Given request - Print verbatim every line from the one containing "the old leather" down to the final line of the rows below, including both of those lines.

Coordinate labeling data
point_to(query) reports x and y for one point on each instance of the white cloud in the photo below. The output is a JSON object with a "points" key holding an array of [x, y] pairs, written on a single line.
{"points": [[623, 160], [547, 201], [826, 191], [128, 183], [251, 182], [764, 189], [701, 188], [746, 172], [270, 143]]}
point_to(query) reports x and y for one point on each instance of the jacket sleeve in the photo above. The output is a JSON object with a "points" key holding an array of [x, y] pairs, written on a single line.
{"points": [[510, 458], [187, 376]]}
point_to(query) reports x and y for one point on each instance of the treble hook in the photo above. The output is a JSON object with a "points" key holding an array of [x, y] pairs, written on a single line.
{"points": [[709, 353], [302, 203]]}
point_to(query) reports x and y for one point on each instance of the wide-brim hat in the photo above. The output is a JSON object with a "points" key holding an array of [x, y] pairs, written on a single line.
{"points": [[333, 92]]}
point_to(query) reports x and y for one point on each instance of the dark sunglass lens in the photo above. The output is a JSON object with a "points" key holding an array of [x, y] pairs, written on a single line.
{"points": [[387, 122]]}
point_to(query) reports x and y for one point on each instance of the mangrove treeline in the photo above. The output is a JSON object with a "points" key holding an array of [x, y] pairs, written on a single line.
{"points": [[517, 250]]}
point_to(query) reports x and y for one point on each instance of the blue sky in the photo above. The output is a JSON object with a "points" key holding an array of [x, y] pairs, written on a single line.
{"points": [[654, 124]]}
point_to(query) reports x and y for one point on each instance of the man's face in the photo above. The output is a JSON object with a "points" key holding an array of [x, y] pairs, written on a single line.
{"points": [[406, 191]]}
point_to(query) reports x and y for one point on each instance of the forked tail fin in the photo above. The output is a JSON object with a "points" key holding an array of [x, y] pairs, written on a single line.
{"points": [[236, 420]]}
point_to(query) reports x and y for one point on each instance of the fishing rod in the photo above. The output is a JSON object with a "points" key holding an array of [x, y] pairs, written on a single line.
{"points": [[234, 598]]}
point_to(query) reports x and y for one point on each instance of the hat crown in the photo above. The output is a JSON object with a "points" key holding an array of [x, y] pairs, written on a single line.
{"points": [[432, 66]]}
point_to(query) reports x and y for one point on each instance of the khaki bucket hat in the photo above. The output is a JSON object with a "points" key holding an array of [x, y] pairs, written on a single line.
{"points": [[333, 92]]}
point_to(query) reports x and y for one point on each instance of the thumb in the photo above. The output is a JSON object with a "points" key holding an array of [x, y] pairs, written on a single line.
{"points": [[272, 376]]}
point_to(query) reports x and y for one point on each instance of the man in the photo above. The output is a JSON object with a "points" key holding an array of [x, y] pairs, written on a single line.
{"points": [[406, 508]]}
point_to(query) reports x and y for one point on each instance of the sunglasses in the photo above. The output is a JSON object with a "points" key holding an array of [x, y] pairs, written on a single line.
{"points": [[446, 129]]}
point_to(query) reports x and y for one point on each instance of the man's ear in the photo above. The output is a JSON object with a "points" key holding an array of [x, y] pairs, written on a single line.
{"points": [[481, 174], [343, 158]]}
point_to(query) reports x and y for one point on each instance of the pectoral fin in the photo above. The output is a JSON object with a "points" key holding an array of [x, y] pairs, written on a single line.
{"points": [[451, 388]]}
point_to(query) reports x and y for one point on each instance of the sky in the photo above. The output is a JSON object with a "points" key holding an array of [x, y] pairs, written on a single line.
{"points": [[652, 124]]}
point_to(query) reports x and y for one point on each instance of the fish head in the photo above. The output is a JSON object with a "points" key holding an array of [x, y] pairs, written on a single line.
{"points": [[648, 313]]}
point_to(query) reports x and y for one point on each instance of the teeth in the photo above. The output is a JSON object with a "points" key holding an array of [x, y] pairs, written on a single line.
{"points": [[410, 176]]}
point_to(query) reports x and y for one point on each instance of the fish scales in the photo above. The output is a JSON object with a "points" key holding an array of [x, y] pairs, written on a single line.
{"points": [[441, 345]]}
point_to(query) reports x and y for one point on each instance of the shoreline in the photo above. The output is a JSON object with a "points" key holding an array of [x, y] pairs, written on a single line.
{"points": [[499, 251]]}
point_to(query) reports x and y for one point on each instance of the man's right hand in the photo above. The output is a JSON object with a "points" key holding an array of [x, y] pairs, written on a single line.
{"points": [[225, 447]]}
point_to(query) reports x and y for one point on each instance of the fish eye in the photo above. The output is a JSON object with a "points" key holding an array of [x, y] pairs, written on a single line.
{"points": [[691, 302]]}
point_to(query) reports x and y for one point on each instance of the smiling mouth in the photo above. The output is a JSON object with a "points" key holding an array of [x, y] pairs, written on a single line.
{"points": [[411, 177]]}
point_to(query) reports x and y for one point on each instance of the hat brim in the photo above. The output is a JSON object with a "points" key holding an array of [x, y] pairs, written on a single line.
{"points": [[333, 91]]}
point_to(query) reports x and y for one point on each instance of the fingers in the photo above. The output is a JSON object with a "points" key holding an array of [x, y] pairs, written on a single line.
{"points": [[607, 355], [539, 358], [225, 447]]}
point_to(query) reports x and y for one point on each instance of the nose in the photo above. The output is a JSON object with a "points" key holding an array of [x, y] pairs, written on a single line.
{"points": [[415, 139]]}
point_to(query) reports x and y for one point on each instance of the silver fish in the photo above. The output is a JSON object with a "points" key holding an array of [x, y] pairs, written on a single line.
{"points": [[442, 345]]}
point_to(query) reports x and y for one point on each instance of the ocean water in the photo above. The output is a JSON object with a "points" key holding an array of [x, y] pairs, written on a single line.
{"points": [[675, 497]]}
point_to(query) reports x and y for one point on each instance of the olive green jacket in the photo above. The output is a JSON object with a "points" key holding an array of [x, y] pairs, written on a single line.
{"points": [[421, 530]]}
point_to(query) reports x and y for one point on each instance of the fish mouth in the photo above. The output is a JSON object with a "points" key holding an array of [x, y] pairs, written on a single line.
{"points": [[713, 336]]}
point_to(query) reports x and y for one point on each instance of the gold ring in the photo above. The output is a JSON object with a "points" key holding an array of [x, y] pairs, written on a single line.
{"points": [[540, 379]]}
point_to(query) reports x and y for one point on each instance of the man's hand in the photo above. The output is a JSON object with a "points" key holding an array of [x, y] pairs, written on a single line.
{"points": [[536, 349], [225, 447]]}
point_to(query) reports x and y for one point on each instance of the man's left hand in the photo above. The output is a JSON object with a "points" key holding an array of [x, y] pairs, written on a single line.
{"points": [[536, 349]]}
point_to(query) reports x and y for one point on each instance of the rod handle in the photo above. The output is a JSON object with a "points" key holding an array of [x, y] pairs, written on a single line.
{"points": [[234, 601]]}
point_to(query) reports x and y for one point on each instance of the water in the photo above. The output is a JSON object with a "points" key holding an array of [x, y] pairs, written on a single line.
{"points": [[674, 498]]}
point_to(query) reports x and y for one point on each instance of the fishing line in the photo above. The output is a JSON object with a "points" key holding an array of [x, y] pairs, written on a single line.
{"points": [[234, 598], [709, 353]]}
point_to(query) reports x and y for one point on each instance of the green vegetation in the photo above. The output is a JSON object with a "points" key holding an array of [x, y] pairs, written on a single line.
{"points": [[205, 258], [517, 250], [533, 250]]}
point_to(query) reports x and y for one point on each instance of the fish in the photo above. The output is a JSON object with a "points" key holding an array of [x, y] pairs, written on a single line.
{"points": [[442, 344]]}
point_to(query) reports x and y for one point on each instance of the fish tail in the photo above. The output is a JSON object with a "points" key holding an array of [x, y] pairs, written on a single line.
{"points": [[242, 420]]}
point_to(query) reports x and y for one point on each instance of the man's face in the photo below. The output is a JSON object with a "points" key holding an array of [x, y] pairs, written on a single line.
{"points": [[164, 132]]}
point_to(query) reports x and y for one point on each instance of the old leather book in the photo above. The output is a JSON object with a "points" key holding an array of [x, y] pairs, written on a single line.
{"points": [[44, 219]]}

Answer to this task -
point_to(query) reports x and y for one point on each instance of the old leather book in the photo above. The output is a JSON object with a "points" key holding an array of [x, y] pairs, written on a single line.
{"points": [[44, 219]]}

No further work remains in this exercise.